## Текст для чтения
________________
На первый взгляд кажется, что его книга состоит из независимых один от другого этюдов. Более вдумчивое отношение к ней показывает однако единство замысла и внутреннюю связь затронутых автором вопросов. Это единство в значительной мере определяется самочувствием и самосознанием автора: 1) как русского европейца, 2) как христианина, 3) как ответственного за свои слова и выводы ученого.
Чрезвычайно важным является то обстоятельство, что Ф. А. Степун — общепризнанный авторитет в немецкой науке; это придает его «русскому европеизму» совершенно особую значительность и убедительность. Однако автор прекрасно знает и о тех предубеждениях, с которыми ему придется бороться. Он пишет:
«Если кто-нибудь позволит себе высказать предположение, что все культурные связи Советской России являются искусственными маневрами, входящими в состав общего стратегического плана, и отнюдь не означают отказа от идейного миссионерства, то его сейчас же объявят сторонником русского мифотворчества до-большевистской эпохи, и отношение к нему будет полупочтительным, полунасмешливым» (стр. 10).
________________
## Извлечённые записи
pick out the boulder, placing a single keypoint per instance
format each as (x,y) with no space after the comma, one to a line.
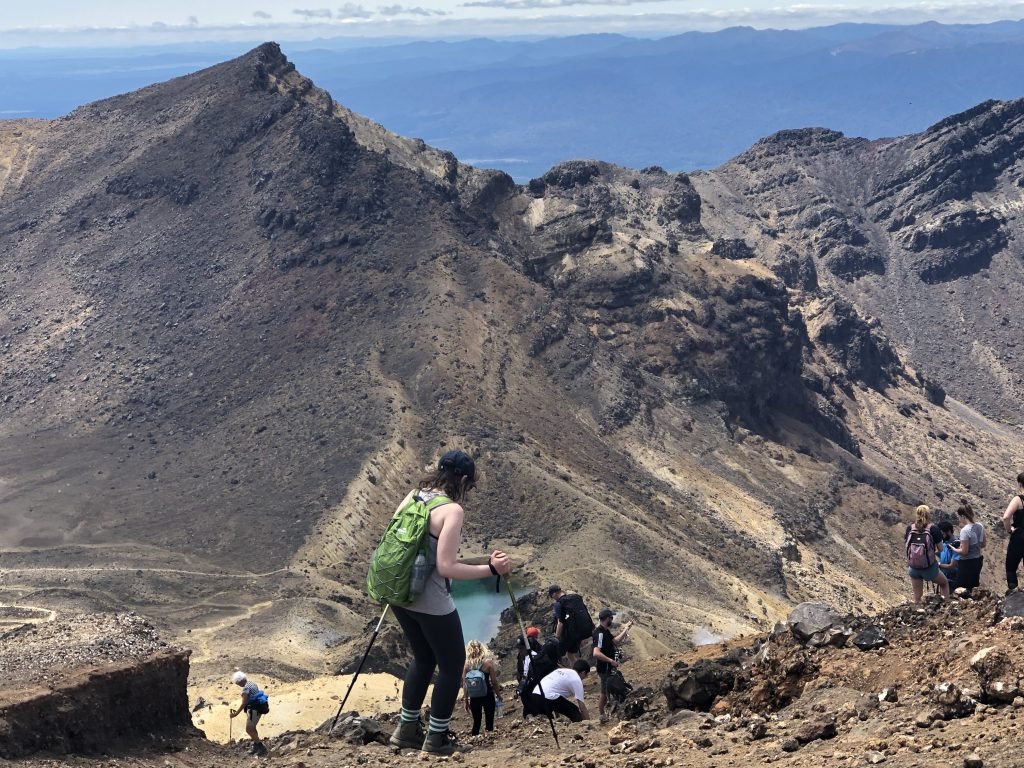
(1013,605)
(809,619)
(951,702)
(815,729)
(696,687)
(870,638)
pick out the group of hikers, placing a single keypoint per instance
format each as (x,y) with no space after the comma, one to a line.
(417,559)
(949,558)
(423,606)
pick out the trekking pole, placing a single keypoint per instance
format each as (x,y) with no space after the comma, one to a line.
(359,668)
(525,640)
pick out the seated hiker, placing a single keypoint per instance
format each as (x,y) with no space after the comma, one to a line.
(948,557)
(922,539)
(254,704)
(605,652)
(480,684)
(558,687)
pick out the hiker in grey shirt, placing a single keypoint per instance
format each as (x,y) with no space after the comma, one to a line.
(972,541)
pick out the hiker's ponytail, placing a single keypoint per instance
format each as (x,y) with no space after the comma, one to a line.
(923,515)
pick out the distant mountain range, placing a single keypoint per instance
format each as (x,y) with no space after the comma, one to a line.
(239,318)
(685,102)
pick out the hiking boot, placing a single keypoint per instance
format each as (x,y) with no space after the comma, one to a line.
(440,742)
(408,735)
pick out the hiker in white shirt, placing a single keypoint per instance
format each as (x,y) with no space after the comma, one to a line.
(559,687)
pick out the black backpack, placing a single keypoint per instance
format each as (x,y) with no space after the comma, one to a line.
(576,617)
(542,664)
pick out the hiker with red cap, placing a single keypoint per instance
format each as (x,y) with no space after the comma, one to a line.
(431,623)
(522,652)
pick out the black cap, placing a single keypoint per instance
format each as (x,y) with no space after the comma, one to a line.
(460,463)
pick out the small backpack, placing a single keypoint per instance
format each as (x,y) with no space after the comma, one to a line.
(920,549)
(476,683)
(576,616)
(390,577)
(259,702)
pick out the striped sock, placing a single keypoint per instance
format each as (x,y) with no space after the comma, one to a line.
(438,725)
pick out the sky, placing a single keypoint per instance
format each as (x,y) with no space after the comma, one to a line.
(100,23)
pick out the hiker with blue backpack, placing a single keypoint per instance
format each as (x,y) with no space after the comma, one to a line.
(922,540)
(411,572)
(255,705)
(480,687)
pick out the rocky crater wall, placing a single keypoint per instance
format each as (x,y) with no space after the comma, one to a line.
(91,710)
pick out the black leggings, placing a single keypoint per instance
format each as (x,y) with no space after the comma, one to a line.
(969,572)
(1015,553)
(482,706)
(436,643)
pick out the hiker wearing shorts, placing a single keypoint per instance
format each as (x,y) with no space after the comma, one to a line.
(478,656)
(1013,523)
(249,692)
(922,572)
(558,687)
(431,623)
(568,648)
(913,537)
(972,541)
(605,652)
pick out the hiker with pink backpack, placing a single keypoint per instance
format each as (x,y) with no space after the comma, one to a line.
(923,539)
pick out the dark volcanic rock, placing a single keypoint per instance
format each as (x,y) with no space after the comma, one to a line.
(696,687)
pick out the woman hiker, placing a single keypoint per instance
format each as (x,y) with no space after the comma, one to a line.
(928,569)
(971,542)
(431,623)
(479,658)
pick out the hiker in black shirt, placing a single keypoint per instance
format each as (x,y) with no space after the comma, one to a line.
(604,651)
(1013,522)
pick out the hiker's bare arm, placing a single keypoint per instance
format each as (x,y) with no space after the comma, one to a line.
(451,517)
(1008,516)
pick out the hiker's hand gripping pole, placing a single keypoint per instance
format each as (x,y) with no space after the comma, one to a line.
(359,668)
(525,640)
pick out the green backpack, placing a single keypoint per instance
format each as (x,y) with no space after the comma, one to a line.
(390,577)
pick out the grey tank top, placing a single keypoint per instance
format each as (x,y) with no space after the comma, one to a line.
(435,600)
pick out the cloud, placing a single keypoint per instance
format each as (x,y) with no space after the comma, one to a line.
(353,10)
(535,4)
(398,10)
(313,12)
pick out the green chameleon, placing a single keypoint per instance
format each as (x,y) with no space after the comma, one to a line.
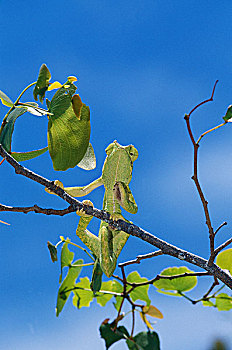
(116,176)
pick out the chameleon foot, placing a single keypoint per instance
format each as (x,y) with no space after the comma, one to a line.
(58,184)
(81,212)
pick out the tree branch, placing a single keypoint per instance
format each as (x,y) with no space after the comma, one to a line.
(122,225)
(38,210)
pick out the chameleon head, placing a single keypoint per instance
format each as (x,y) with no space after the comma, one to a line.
(118,164)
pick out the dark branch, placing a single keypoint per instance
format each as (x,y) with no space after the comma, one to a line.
(38,210)
(122,225)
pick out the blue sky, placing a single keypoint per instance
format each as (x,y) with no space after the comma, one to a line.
(140,67)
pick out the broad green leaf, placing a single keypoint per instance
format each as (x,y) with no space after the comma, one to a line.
(139,293)
(5,99)
(145,320)
(52,251)
(207,303)
(228,116)
(22,156)
(68,136)
(224,260)
(82,297)
(111,335)
(42,83)
(110,286)
(67,285)
(66,258)
(223,302)
(7,127)
(144,341)
(71,79)
(88,162)
(96,280)
(55,85)
(181,284)
(152,311)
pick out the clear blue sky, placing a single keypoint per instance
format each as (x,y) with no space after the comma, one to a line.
(140,66)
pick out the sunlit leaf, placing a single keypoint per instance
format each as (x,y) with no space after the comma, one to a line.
(67,285)
(42,83)
(88,162)
(144,341)
(139,293)
(181,284)
(223,302)
(145,320)
(207,303)
(110,286)
(5,99)
(52,251)
(112,335)
(66,258)
(55,85)
(224,260)
(22,156)
(68,137)
(82,297)
(71,79)
(152,311)
(7,127)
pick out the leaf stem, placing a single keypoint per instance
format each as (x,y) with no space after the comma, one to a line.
(208,131)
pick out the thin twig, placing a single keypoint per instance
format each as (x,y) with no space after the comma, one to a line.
(38,210)
(122,225)
(219,228)
(214,284)
(222,246)
(141,257)
(195,175)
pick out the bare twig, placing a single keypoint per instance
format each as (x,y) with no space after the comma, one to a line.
(141,257)
(38,210)
(219,228)
(195,174)
(122,225)
(222,246)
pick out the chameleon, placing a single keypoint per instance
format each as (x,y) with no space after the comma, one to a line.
(116,176)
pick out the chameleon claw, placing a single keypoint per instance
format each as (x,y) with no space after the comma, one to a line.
(81,212)
(58,184)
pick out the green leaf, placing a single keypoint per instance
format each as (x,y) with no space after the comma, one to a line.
(68,136)
(52,251)
(96,280)
(139,293)
(207,303)
(224,260)
(228,116)
(110,286)
(22,156)
(181,284)
(110,335)
(67,285)
(223,302)
(144,341)
(7,127)
(42,83)
(88,162)
(66,258)
(5,99)
(82,297)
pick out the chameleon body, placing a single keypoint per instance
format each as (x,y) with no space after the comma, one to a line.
(116,176)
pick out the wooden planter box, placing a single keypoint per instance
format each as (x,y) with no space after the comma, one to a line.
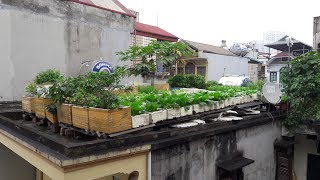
(140,120)
(197,108)
(158,116)
(80,117)
(185,111)
(64,112)
(28,104)
(110,120)
(173,113)
(119,120)
(53,118)
(40,106)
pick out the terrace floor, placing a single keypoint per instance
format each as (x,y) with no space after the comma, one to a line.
(65,151)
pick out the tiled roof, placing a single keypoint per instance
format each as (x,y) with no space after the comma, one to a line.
(282,54)
(154,32)
(109,5)
(209,48)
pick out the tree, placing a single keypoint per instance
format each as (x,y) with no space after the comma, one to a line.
(145,58)
(301,85)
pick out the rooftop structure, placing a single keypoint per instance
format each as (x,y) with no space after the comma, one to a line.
(153,32)
(208,48)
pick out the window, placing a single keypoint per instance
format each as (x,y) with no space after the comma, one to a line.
(190,68)
(201,71)
(273,76)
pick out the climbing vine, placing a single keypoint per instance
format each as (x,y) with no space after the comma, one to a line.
(301,85)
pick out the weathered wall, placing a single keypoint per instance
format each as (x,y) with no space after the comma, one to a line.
(197,159)
(229,65)
(13,167)
(37,35)
(302,148)
(274,68)
(316,33)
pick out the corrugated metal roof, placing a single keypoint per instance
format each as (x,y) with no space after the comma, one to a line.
(154,32)
(209,48)
(282,54)
(109,5)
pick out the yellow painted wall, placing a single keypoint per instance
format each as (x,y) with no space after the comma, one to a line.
(124,164)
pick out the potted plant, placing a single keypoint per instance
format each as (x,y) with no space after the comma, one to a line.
(284,103)
(28,99)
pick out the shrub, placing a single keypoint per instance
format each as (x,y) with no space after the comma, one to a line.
(196,81)
(187,81)
(211,83)
(31,89)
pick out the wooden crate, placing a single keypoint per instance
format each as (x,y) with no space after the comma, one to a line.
(64,112)
(40,106)
(53,118)
(80,117)
(99,119)
(28,104)
(120,120)
(110,120)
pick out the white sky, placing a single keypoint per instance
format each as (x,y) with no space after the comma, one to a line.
(210,21)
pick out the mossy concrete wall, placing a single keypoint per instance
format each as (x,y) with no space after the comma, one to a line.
(37,35)
(197,159)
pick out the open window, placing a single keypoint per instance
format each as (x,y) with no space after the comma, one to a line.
(231,169)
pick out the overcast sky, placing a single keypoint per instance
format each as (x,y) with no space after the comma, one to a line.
(210,21)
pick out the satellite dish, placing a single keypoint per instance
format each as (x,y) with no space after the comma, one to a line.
(272,92)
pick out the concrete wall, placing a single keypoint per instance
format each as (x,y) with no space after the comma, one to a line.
(197,159)
(302,148)
(13,167)
(316,32)
(274,68)
(229,65)
(38,35)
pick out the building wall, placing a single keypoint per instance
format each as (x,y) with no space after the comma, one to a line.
(302,148)
(219,65)
(197,159)
(316,33)
(38,35)
(13,167)
(253,71)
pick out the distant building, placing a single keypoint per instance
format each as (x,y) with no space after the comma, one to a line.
(316,33)
(277,62)
(39,35)
(268,37)
(212,62)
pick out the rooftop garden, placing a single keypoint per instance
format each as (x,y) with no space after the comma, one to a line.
(97,102)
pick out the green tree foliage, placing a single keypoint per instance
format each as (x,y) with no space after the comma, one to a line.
(144,58)
(301,85)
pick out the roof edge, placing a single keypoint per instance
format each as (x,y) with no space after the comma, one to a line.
(111,10)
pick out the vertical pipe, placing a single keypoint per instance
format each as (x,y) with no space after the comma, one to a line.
(149,165)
________________
## Цель задания
Продолжите текст о книге Ф. А. Степуна: напишите, что идёт дальше, начиная сразу после приведённой цитаты.

## Ответ на задание
Имея это в виду, он спрашивает себя сам: возможно ли для русского («каждый русский чувствует себя в каком-то смысле виновным в русской трагедии», пишет он) объективное отношение к большевизму? И отвечает: да, возможно, если относиться к предмету своего изучения с должным вниманием и объективностью. Последнее автором безусловно выполнено: в этом главная ценность его книги. Это, однако, не все: обычная, общепринятая социологическая научность зиждется, обыкновенно, на внешних фактах, на статистике и учете; автор видит дальше и учитывает то, что лежит позади явлений: психологию, убеждения, верования. Он враг научного релятивизма и противополагает афоризму Зиммеля о том, что «истина не является относительной только потому, что она сама говорит об отношениях», евангельское — «познаете истину и исти-
20) Der Bolschewismus und die christliche Existenz. Kosel-Verlag. München 1959, S. 297.
21) В «Новом журнале», в «Мостах», в «Гранях».
334
на сделает вас свободными». Поэтому и человек для него — не феномен (экономический, психологический, социологический и, даже, религиозный), а образ Божий, как бы затемнен и искажен он не был.. . Эти мысли лежат в основании двух первых глав книги: «Социологическая объективность и христианское бытие» и «Борьба либеральной и тоталитарной демократий за понятие свободы».
Следующие две главы, «Немецкая романтика и философия истории славянофилов» и «Россия между Европой и Азией», ставят вопрос о том, какому миру, европейскому или азиатскому, принадлежит Россия. Вопрос этот имеет свою историю; чрезвычайно интересными являются исторические справки о тех западных недоброжелателях России, которые стремились оттеснить ее в Азию; среди последних: французский историк Анри Мартэн (1810-1883) и современный мыслитель и общественный деятель Анри Массис, которого автор сближает с Моррассои (из-за его нетерпимого католицизма) и с Муссолини (по признаку фанатического национализма). Их мысли находят себе своеобразное продолжение и развитие в писаниях евразийцев, во главе с кн. Н. Трубецким.
«Разница между французами и русскими только в том, что русские мыслители особенно высоко ценят именно те характерные черты России, которые являются наиболее неприемлемыми для французов» (стр. 83).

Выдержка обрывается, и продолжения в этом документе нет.